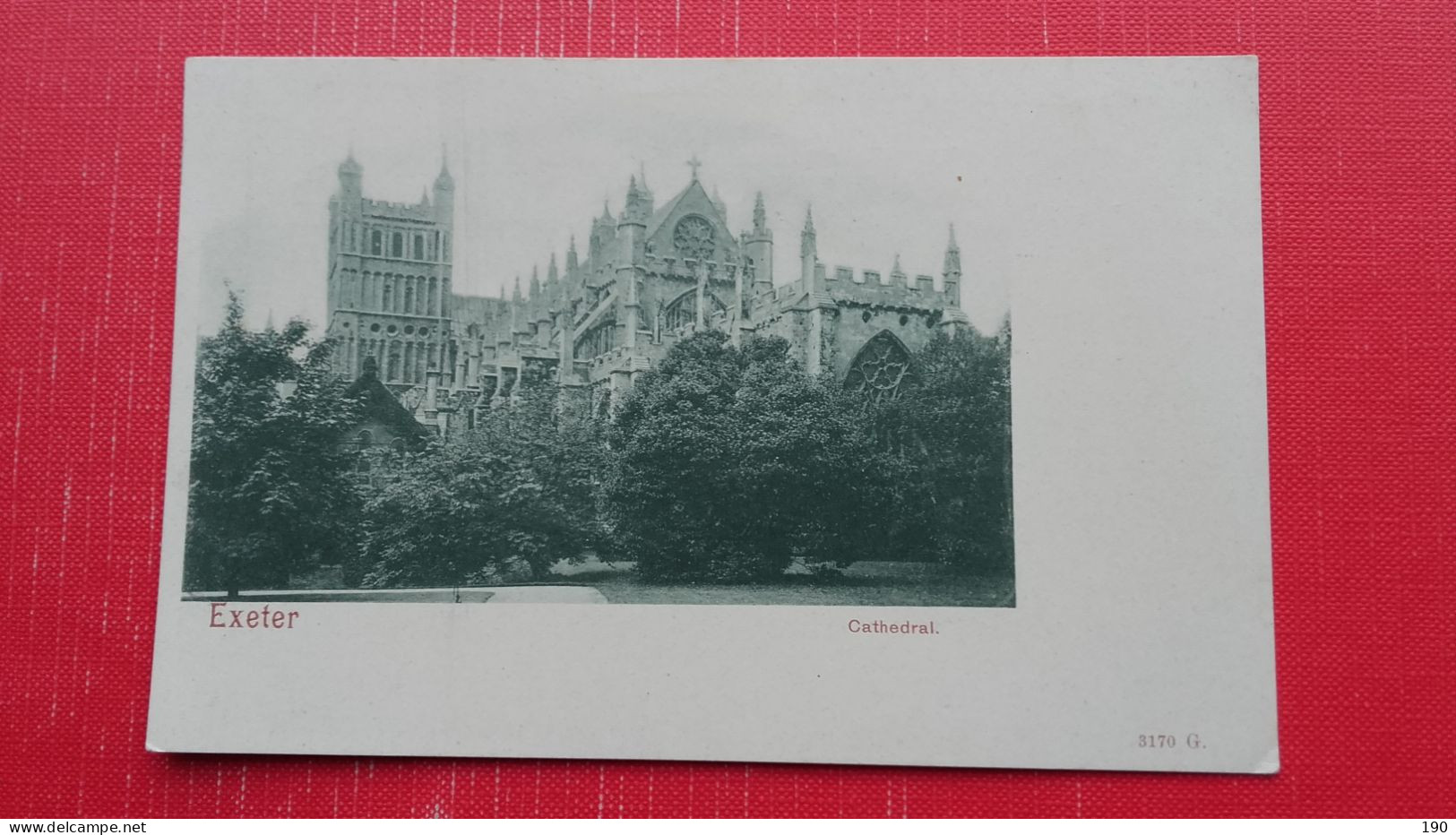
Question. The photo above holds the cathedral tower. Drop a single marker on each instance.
(951, 271)
(761, 245)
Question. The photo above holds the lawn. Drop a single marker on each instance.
(810, 591)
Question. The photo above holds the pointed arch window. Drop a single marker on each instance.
(881, 370)
(683, 310)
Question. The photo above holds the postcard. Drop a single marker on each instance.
(782, 410)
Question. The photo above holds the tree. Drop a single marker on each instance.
(270, 494)
(728, 464)
(950, 434)
(512, 496)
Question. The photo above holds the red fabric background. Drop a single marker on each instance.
(1358, 142)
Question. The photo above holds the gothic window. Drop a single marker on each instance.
(392, 371)
(694, 237)
(598, 340)
(881, 370)
(683, 310)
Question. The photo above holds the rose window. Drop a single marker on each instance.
(694, 239)
(881, 370)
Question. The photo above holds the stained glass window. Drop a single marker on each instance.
(881, 370)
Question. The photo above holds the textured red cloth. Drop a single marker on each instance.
(1358, 142)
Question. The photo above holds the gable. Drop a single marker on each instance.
(692, 201)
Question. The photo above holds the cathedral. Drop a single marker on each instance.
(651, 274)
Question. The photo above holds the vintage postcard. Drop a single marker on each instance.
(803, 410)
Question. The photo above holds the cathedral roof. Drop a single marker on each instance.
(380, 405)
(668, 210)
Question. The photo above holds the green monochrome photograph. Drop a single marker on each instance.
(714, 359)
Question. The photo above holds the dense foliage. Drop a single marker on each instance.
(722, 464)
(731, 463)
(270, 490)
(498, 504)
(947, 441)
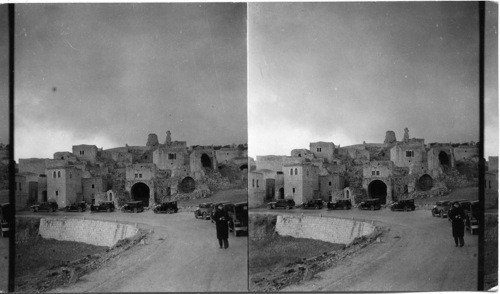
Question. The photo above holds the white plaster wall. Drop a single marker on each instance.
(93, 232)
(334, 230)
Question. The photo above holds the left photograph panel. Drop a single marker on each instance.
(130, 147)
(6, 210)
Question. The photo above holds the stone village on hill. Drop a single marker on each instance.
(152, 173)
(388, 171)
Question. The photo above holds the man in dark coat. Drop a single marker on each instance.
(457, 217)
(221, 218)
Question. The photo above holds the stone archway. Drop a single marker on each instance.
(206, 161)
(444, 159)
(140, 192)
(187, 185)
(378, 189)
(425, 183)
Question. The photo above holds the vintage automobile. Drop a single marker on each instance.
(339, 204)
(313, 204)
(472, 215)
(282, 203)
(6, 218)
(404, 205)
(370, 204)
(204, 210)
(166, 207)
(45, 206)
(226, 205)
(238, 218)
(108, 206)
(133, 206)
(441, 208)
(77, 206)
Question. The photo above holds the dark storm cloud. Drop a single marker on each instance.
(125, 70)
(348, 72)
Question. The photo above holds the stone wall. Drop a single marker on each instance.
(93, 232)
(334, 230)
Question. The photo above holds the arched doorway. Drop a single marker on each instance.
(187, 185)
(444, 160)
(425, 183)
(140, 192)
(378, 189)
(206, 161)
(282, 193)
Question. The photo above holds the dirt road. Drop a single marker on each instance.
(4, 264)
(417, 254)
(181, 255)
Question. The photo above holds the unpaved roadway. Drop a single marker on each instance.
(417, 254)
(182, 254)
(4, 264)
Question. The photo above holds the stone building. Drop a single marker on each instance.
(301, 182)
(85, 152)
(139, 182)
(328, 184)
(64, 185)
(325, 150)
(256, 189)
(91, 187)
(377, 180)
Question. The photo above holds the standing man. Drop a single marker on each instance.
(457, 217)
(221, 218)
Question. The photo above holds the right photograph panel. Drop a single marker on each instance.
(363, 123)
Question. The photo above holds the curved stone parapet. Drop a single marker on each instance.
(334, 230)
(95, 232)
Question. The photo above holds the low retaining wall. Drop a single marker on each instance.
(334, 230)
(93, 232)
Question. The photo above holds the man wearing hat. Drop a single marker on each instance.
(221, 218)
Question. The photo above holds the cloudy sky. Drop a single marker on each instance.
(110, 74)
(4, 75)
(348, 72)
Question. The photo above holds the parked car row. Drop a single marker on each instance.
(367, 204)
(106, 206)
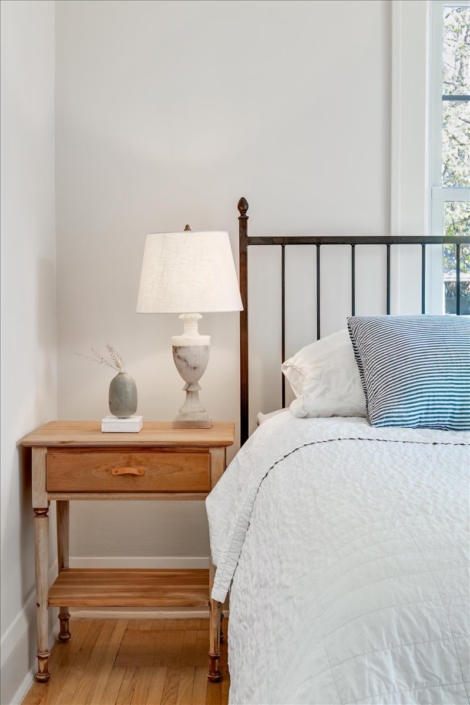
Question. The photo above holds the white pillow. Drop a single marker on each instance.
(261, 418)
(325, 378)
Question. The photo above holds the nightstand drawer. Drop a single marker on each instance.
(83, 470)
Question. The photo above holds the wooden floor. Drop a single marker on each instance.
(138, 662)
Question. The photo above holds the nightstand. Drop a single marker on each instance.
(74, 461)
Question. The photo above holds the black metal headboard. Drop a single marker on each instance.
(246, 241)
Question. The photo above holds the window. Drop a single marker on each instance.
(450, 144)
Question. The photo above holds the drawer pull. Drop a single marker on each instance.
(128, 471)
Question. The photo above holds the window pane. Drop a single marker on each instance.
(457, 222)
(456, 51)
(456, 143)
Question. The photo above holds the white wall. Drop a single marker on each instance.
(28, 308)
(167, 113)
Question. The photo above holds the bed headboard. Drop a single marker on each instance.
(246, 241)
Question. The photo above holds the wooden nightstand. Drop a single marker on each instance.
(75, 460)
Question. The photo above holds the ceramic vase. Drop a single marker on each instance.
(122, 396)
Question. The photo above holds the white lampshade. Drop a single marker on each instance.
(188, 272)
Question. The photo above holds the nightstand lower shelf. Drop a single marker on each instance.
(83, 587)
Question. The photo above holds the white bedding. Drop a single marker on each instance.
(348, 547)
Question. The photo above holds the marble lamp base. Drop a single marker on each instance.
(191, 356)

* [ASSIGNMENT] Could you write out the whole listing exactly, skipping every picture?

* [EXERCISE OUTPUT]
Question. The photo above holds the cathedral tower. Drop a single marker on each instance.
(951, 271)
(761, 245)
Question. The photo above holds the lawn. Drop a single marker on each instance.
(810, 591)
Question. The photo above holds the pointed arch window. Drop a single marker on each instance.
(881, 370)
(683, 310)
Question. The photo above holds the postcard. Drop a single marker on each instance.
(782, 410)
Question. The photo above holds the tree. Drop a single marker on each instance.
(270, 494)
(728, 464)
(950, 434)
(512, 496)
Question. The photo above holds the red fabric background. Drop a single marker on each instance.
(1358, 142)
Question. The photo above holds the gothic window. Drop a single marker on each instance.
(392, 371)
(694, 237)
(598, 340)
(881, 370)
(683, 310)
Question. The photo above holds the rose window. Drop a single marker on each instance.
(694, 239)
(881, 370)
Question. The photo above holds the stained glass window. Drop a single marker on each instance.
(881, 370)
Question. The photo above holds the textured red cloth. Drop a single marker on each instance.
(1358, 142)
Question. The photo above holds the gable. Drop a single marker on each instance.
(692, 201)
Question. The photo above holds the cathedral. Drop a single marker on each instance.
(651, 274)
Question. The photo above holds the vintage postcard. Drop a single marker on each instance.
(803, 410)
Question. The photo above holds the cathedral roof. Drop a single marker on each instance.
(380, 405)
(668, 210)
Question. The photo above holds the green monochrome photograph. Drop a single marker on each instance.
(714, 359)
Question. The photo above holds the dense foliage. Drop a single marker on each instance.
(722, 464)
(731, 463)
(270, 490)
(498, 504)
(947, 441)
Question. The photo above holds the white plaster wall. Drop a single marker on each instance.
(93, 232)
(334, 230)
Question. The photo above holds the left photograph panel. Drop a single marker on each instance.
(130, 147)
(6, 210)
Question. The photo above holds the stone village on hill. Drop a single marker on each instance.
(152, 173)
(388, 171)
Question. The photo above holds the man in dark coat. Drop a single marker on each instance.
(457, 217)
(221, 218)
Question. The photo above holds the stone archway. Drop a single marker on each instance.
(206, 161)
(444, 159)
(140, 192)
(187, 185)
(378, 189)
(425, 183)
Question. The photo above holds the vintage automobile. Drop a single marker on each instance.
(339, 204)
(313, 204)
(472, 215)
(282, 203)
(6, 218)
(404, 205)
(370, 204)
(204, 210)
(166, 207)
(45, 206)
(226, 205)
(238, 218)
(108, 206)
(133, 206)
(441, 208)
(77, 206)
Question. The photo above holds the dark storm cloud. Drop a single marker on each instance.
(125, 70)
(348, 72)
Question. The photo above holds the stone wall. Drop a single marker on each instance.
(93, 232)
(334, 230)
Question. The photo above holds the arched doorway. Drop a single marker on each instance.
(187, 185)
(444, 160)
(425, 183)
(140, 192)
(378, 189)
(206, 161)
(282, 193)
Question. The photo above holds the dirt road. Drop a single marker on each instance.
(4, 264)
(417, 254)
(181, 255)
Question. The photo above holds the unpaved roadway. Drop a single marker on each instance.
(417, 254)
(182, 254)
(4, 264)
Question. The photo above holds the stone building. Drop a single marker on each instance.
(301, 182)
(85, 152)
(139, 182)
(328, 184)
(64, 185)
(325, 150)
(256, 189)
(91, 187)
(377, 180)
Question. The photo above holds the standing man. Drop a single marker on each instance.
(457, 217)
(221, 218)
Question. The photo above holds the right photograph panel. Drop a single marker on each instance.
(363, 123)
Question. The photo above holds the curved stone parapet. Drop a single marker on each instance.
(334, 230)
(95, 232)
Question. The photo above holds the low retaining wall. Drop a single marker on each instance.
(334, 230)
(93, 232)
Question. The photo above holds the man wearing hat. Drop a single marker on each instance.
(221, 218)
Question. The photo above holds the cloudy sky. Drop a single marker on each instance.
(110, 74)
(4, 75)
(348, 72)
Question. The photo above holds the parked car row. Drop a single marker on each instance.
(367, 204)
(106, 206)
Question. The photo above holds the white pillow. Drop a single marker on each instance.
(261, 418)
(325, 378)
Question. The photo above holds the nightstand drawer. Drop a single marker on each instance.
(83, 470)
Question. The photo above holds the wooden floor. Drop a single marker on each instance.
(138, 662)
Question. The photo above holds the nightstand. Drop a single marker on each instance.
(74, 461)
Question. The photo above holds the black metal headboard. Drop a single marker on each instance.
(246, 241)
Question. The photo above holds the window. Drop a single marker on each instance.
(450, 144)
Question. The photo above holds the drawer pull. Drop a single marker on each instance.
(128, 471)
Question. The photo above holds the window pane. Drop a single marker on each instance.
(457, 222)
(456, 51)
(456, 143)
Question. The photo above holds the white wall. Drop a single marker on each instance.
(28, 308)
(167, 113)
Question. The photo above holds the bed headboard. Drop a single marker on each instance.
(246, 241)
Question. The photo above holds the wooden nightstand. Drop a single marker on each instance.
(75, 460)
Question. The photo above holds the ceramic vase. Drop a single marker on each instance.
(122, 396)
Question. The photo above holds the white lampshade. Drop a single marker on each instance.
(188, 272)
Question. The photo above holds the nightstand lower shelf. Drop a single marker on each instance.
(83, 587)
Question. The photo above holds the white bedding. Drop a single marker on each instance.
(348, 547)
Question. The photo above holds the marble lamp base. Drop a single marker on each instance.
(191, 356)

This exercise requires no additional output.